= Problem to work on =
Give every line back verbatim, dropping all images.

= Stored data =
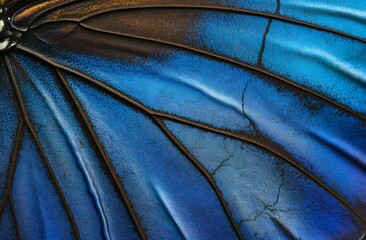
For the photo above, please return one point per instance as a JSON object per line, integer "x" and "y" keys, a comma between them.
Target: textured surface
{"x": 205, "y": 119}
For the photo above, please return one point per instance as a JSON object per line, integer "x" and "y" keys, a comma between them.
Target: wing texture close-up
{"x": 183, "y": 119}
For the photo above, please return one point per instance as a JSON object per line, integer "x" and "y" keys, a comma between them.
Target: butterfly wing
{"x": 185, "y": 119}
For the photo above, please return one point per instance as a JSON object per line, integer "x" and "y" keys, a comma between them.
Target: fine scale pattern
{"x": 169, "y": 119}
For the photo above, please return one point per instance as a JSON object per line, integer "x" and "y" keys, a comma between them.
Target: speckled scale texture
{"x": 183, "y": 119}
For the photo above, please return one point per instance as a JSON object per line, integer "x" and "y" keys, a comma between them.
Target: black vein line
{"x": 12, "y": 163}
{"x": 237, "y": 63}
{"x": 214, "y": 8}
{"x": 12, "y": 211}
{"x": 40, "y": 149}
{"x": 260, "y": 56}
{"x": 203, "y": 170}
{"x": 121, "y": 189}
{"x": 240, "y": 137}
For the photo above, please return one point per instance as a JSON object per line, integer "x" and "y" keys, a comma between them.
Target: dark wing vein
{"x": 12, "y": 211}
{"x": 271, "y": 76}
{"x": 40, "y": 149}
{"x": 107, "y": 161}
{"x": 215, "y": 8}
{"x": 13, "y": 160}
{"x": 226, "y": 133}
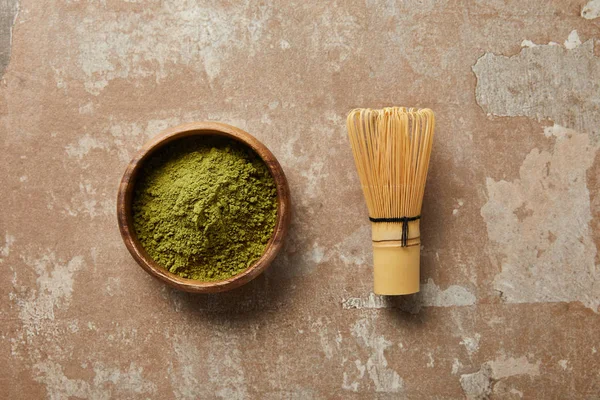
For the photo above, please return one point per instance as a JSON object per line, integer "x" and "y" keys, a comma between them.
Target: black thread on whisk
{"x": 404, "y": 220}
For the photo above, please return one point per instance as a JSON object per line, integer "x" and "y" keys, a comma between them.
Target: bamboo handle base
{"x": 396, "y": 269}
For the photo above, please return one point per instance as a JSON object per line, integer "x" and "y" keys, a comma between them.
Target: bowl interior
{"x": 201, "y": 130}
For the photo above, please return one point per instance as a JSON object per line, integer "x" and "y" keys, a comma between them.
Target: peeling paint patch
{"x": 141, "y": 45}
{"x": 471, "y": 343}
{"x": 226, "y": 377}
{"x": 591, "y": 10}
{"x": 9, "y": 240}
{"x": 477, "y": 386}
{"x": 89, "y": 203}
{"x": 572, "y": 41}
{"x": 384, "y": 378}
{"x": 430, "y": 296}
{"x": 55, "y": 280}
{"x": 84, "y": 145}
{"x": 8, "y": 15}
{"x": 538, "y": 225}
{"x": 532, "y": 84}
{"x": 481, "y": 384}
{"x": 107, "y": 382}
{"x": 504, "y": 367}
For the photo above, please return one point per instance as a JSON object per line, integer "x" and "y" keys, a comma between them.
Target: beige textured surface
{"x": 510, "y": 297}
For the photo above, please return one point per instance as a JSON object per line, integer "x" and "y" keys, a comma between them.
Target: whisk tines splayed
{"x": 392, "y": 148}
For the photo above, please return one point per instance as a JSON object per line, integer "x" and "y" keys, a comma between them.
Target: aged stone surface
{"x": 8, "y": 13}
{"x": 510, "y": 298}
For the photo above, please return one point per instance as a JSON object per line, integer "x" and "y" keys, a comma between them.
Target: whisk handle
{"x": 396, "y": 268}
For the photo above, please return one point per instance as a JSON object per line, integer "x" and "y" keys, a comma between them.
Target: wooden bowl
{"x": 125, "y": 215}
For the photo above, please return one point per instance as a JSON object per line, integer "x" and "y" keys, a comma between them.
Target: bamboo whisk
{"x": 391, "y": 150}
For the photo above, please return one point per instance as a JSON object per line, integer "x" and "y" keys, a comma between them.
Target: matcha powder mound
{"x": 205, "y": 209}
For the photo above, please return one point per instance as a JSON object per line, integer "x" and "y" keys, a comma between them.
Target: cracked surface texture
{"x": 509, "y": 307}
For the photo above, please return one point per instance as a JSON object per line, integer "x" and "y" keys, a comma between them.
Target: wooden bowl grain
{"x": 125, "y": 215}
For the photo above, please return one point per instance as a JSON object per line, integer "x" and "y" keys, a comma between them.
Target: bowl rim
{"x": 125, "y": 196}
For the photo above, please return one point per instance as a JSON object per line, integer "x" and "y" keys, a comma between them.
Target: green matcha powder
{"x": 205, "y": 209}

= Result below =
For the photo above, please return one point per instance as a JSON object per line, integer "x" and "y" keys, a comma between them.
Target: textured surface
{"x": 205, "y": 119}
For the photo above, please return one point per instance as a JSON object per line, integer "x" and "y" keys, a comma between them.
Target: wing texture close-up
{"x": 183, "y": 119}
For the photo above, please return one point per instance as a JSON object per line, integer "x" and "y" keys, a comma between them.
Target: butterfly wing
{"x": 185, "y": 119}
For the photo above, please return one point per instance as a JSON object per line, integer "x" and "y" keys, a comma between them.
Target: fine scale pattern
{"x": 169, "y": 119}
For the photo above, please return one point per instance as a JSON object per line, integer "x" and "y" keys, a comma between them.
Target: speckled scale texture
{"x": 183, "y": 119}
For the photo above, please return one point per instance as a JSON object per line, integer "x" and "y" keys, a comma between them.
Target: black vein line
{"x": 12, "y": 163}
{"x": 237, "y": 63}
{"x": 214, "y": 8}
{"x": 12, "y": 211}
{"x": 40, "y": 149}
{"x": 260, "y": 56}
{"x": 203, "y": 170}
{"x": 121, "y": 189}
{"x": 240, "y": 137}
For the photo above, please return one point per instance as a JSON object per line, integer "x" and "y" keys, a comma between them.
Target: dark wing vein
{"x": 12, "y": 211}
{"x": 271, "y": 76}
{"x": 40, "y": 149}
{"x": 107, "y": 161}
{"x": 215, "y": 8}
{"x": 13, "y": 160}
{"x": 226, "y": 133}
For the photo above, please return one point per instance as a JSON object per line, integer "x" and "y" keys, a comma between them.
Target: black thread on whisk
{"x": 404, "y": 220}
For the photo above, please return one point per instance as a JSON object per line, integer "x" and "y" keys, a comma between them.
Target: bamboo handle base
{"x": 396, "y": 269}
For the photo above, please return one point per instance as a JSON object per line, integer "x" and "y" keys, a comma between them.
Target: bowl interior
{"x": 201, "y": 130}
For the photo above, please return one point per instance as a JSON object per line, integer "x" and "y" keys, a comma between them.
Target: peeling paint patch
{"x": 141, "y": 45}
{"x": 471, "y": 343}
{"x": 226, "y": 377}
{"x": 591, "y": 10}
{"x": 9, "y": 240}
{"x": 477, "y": 386}
{"x": 89, "y": 203}
{"x": 572, "y": 41}
{"x": 384, "y": 378}
{"x": 430, "y": 296}
{"x": 55, "y": 280}
{"x": 84, "y": 145}
{"x": 8, "y": 15}
{"x": 538, "y": 225}
{"x": 532, "y": 84}
{"x": 481, "y": 384}
{"x": 107, "y": 382}
{"x": 504, "y": 367}
For the photo above, please return one point per instance as a JSON object per line, integer "x" and "y" keys, a comma between them.
Target: beige textured surface
{"x": 510, "y": 297}
For the photo above, please return one point per instance as a JSON object per line, integer "x" and "y" keys, a comma between them.
Target: whisk tines splayed
{"x": 392, "y": 148}
For the photo above, please return one point per instance as a JSON object per line, integer "x" and "y" keys, a comma between them.
Target: aged stone surface
{"x": 8, "y": 13}
{"x": 510, "y": 298}
For the photo above, please return one point per instance as a JSON object per line, integer "x" and "y" keys, a comma between them.
Target: whisk handle
{"x": 396, "y": 268}
For the photo above, please return one point per instance as a JSON object per line, integer "x" and "y" keys, a comma between them.
Target: wooden bowl
{"x": 125, "y": 215}
For the photo above, please return one point per instance as a JSON object per line, integer "x" and "y" keys, a comma between them.
Target: bamboo whisk
{"x": 391, "y": 150}
For the photo above, please return one point per instance as a JSON object per line, integer "x" and "y" keys, a comma between them.
Target: matcha powder mound
{"x": 205, "y": 209}
For the photo above, please return one point per instance as a JSON object per line, integer "x" and "y" keys, a comma between them.
Target: cracked surface texture
{"x": 509, "y": 307}
For the photo above, please return one point per instance as a JSON object per line, integer "x" and "y" keys, a comma between them.
Target: wooden bowl grain
{"x": 125, "y": 215}
For the photo above, please return one point per instance as a JSON object per line, integer "x" and "y" keys, a comma between them.
Target: bowl rim
{"x": 125, "y": 196}
For the photo above, please return one point per instance as a JSON object per line, integer "x" and "y" keys, a comma between them.
Target: green matcha powder
{"x": 205, "y": 209}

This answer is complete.